THE TASK: Can you print the material below line for line, unchanged, leaving out the pictures?

-- start of THE RECORDS --

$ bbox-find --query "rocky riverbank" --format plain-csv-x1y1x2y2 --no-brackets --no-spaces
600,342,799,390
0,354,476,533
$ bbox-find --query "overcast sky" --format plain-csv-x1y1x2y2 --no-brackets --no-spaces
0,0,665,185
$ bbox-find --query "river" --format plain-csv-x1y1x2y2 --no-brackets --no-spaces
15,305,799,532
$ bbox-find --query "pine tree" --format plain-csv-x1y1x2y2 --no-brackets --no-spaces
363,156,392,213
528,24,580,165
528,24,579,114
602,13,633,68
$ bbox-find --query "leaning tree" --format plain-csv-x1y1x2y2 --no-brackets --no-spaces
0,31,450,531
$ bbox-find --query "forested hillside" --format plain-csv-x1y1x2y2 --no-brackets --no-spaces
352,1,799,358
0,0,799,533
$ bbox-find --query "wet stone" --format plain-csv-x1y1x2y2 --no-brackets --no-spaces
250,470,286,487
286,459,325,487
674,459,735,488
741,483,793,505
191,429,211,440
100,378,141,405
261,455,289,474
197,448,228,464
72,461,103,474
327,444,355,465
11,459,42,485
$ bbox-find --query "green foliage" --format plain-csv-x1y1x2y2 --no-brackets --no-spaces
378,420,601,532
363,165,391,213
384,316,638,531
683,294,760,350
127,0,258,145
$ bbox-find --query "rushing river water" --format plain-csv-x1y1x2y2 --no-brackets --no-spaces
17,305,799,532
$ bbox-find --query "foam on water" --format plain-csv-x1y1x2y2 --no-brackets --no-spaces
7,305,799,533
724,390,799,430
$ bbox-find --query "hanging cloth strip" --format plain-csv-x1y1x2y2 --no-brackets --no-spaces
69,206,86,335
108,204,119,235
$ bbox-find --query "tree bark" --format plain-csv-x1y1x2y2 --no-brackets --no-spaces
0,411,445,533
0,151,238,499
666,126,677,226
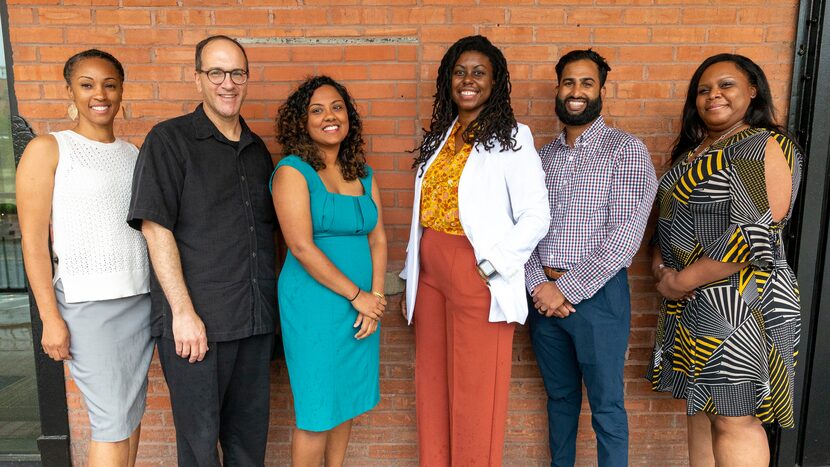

-- end of THE RECORDS --

RESPONSE TO THE EXERCISE:
$ bbox-find --query "rocky riverbank" --format plain-csv-x1y1x2y2 --no-brackets --no-spaces
600,342,799,390
0,354,476,533
$ bbox-find --query "overcast sky" --format plain-csv-x1y1x2y2 --no-brackets --no-spaces
0,0,665,185
$ bbox-find --query "river" --format plain-csv-x1y1x2y2 --no-brackets --no-spaces
15,305,799,532
$ bbox-find --query "pine tree" --format plain-csv-x1y1x2y2 --no-brackets --no-spaces
363,156,392,213
528,24,580,165
528,24,579,114
602,13,633,68
$ bbox-find --query "leaning tree" --format plain-csv-x1y1x2y2 --no-brackets --no-spaces
0,31,450,531
$ bbox-find --query "forested hillside" --format plain-csv-x1y1x2y2 --no-brackets --no-spaces
352,1,799,358
0,0,799,533
$ bbox-find --query "wet stone" --format plain-csv-x1y1x2y2 --no-brackets --no-spaces
250,470,286,487
286,459,325,487
674,459,735,488
741,483,793,505
191,429,211,440
100,378,141,405
261,455,289,474
197,448,228,464
72,461,103,474
327,444,355,465
11,459,42,485
$ bbox-find --query "green foliage" --format plain-csv-x1y1x2y2 --no-brackets --no-spaces
378,420,601,532
363,165,391,213
384,316,638,531
683,294,760,350
127,0,258,145
$ bbox-find --query "rushing river water" --format plain-csv-x1y1x2y2 --no-brackets --no-spaces
17,305,799,532
$ bbox-find --query "foam on water" --format plain-csv-x1y1x2y2 --no-brackets --no-spaces
7,305,799,533
724,390,799,430
$ bbox-find --query "hanging cloth strip" --format plain-csv-x1y1x2y2 --no-brackets --no-spaces
69,206,86,335
108,204,119,235
$ bbox-find --query "tree bark" --format plain-csv-x1y1x2y2 --no-brackets --no-spaces
0,411,445,533
0,151,238,499
666,126,677,226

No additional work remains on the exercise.